* _LISTED RECORDS_
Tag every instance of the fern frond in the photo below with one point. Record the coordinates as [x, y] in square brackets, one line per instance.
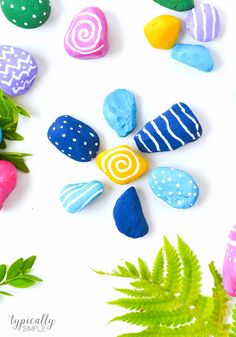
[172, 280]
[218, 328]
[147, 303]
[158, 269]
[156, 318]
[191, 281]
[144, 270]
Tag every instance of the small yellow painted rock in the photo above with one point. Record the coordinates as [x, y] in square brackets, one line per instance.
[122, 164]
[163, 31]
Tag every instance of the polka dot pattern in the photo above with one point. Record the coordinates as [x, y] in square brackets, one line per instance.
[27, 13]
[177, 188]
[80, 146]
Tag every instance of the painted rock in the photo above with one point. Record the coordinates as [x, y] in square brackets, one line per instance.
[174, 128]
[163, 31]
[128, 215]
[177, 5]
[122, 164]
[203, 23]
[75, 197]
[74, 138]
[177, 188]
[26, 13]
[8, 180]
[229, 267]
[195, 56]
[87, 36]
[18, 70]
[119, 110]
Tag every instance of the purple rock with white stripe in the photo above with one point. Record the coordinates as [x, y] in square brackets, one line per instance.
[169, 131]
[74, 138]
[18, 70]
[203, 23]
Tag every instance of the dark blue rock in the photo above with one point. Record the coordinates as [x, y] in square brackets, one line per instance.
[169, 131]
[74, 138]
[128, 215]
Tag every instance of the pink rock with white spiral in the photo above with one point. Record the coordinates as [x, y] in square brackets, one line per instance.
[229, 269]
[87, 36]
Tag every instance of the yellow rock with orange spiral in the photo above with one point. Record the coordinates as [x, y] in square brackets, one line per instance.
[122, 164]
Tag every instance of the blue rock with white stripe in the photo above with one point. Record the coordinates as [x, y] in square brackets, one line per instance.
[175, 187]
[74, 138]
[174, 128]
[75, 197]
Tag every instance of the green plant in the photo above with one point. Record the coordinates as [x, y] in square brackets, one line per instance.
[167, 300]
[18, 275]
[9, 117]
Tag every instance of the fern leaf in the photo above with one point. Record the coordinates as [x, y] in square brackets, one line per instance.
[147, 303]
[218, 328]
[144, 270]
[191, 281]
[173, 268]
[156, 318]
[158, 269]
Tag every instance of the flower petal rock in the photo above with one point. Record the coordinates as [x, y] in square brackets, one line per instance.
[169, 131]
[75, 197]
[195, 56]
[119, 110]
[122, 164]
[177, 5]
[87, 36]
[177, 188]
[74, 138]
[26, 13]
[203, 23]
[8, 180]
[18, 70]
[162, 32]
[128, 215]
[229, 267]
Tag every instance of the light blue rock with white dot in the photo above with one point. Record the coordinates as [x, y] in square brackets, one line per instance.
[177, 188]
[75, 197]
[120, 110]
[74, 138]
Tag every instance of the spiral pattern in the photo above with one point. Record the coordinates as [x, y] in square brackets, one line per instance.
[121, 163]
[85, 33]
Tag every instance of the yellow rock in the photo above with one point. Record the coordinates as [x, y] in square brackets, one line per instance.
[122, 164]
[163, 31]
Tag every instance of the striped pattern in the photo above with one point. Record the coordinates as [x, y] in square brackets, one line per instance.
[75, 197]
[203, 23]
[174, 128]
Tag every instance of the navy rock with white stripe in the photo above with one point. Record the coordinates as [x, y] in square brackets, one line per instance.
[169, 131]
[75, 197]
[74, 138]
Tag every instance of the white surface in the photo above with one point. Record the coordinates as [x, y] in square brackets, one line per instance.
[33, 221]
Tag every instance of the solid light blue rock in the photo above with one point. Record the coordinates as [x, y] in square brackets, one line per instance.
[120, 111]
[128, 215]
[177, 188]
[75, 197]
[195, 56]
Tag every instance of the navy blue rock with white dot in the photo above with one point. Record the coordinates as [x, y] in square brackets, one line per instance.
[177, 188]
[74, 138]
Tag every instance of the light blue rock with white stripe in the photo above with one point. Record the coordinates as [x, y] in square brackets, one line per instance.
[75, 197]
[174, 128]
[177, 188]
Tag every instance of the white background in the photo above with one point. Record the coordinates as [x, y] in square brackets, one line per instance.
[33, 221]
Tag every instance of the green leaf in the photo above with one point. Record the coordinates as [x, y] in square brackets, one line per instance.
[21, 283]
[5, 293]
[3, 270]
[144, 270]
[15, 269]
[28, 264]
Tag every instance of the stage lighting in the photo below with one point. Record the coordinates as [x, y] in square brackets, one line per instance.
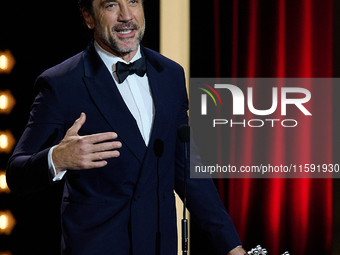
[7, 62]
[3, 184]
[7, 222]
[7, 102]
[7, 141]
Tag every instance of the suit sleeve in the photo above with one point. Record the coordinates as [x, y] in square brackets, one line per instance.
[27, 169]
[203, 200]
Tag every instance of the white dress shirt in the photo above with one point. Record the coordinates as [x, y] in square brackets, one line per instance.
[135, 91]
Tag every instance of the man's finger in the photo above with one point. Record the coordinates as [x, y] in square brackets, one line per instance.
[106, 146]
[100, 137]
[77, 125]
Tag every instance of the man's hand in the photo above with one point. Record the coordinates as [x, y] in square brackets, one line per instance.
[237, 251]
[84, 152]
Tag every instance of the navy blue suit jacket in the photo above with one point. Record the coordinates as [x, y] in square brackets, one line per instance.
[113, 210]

* _GIVEN REQUEST_
Starting with the line that contains "Tag every instance of the man's finger" and continuing through the last line above, write out every one of those lines again. Raise each x and y value in the coordinate answers by 9, and keep the other lines unchanged.

* _FINAL RESULT_
Tag every instance of the man's finger in the photo above with one point. Record the coordinates as [x, y] in square brackets, one line per instance.
[115, 155]
[109, 146]
[86, 134]
Tag every instance of the man's hand in the photo above with one point. Record the coordinates as [x, y] in square brackets, one line per instance.
[246, 260]
[93, 161]
Tag every instance of the navy blue suit jacket in the photo above with one point. Record the coordinates as [x, y] in square brackets, one line per instance.
[122, 219]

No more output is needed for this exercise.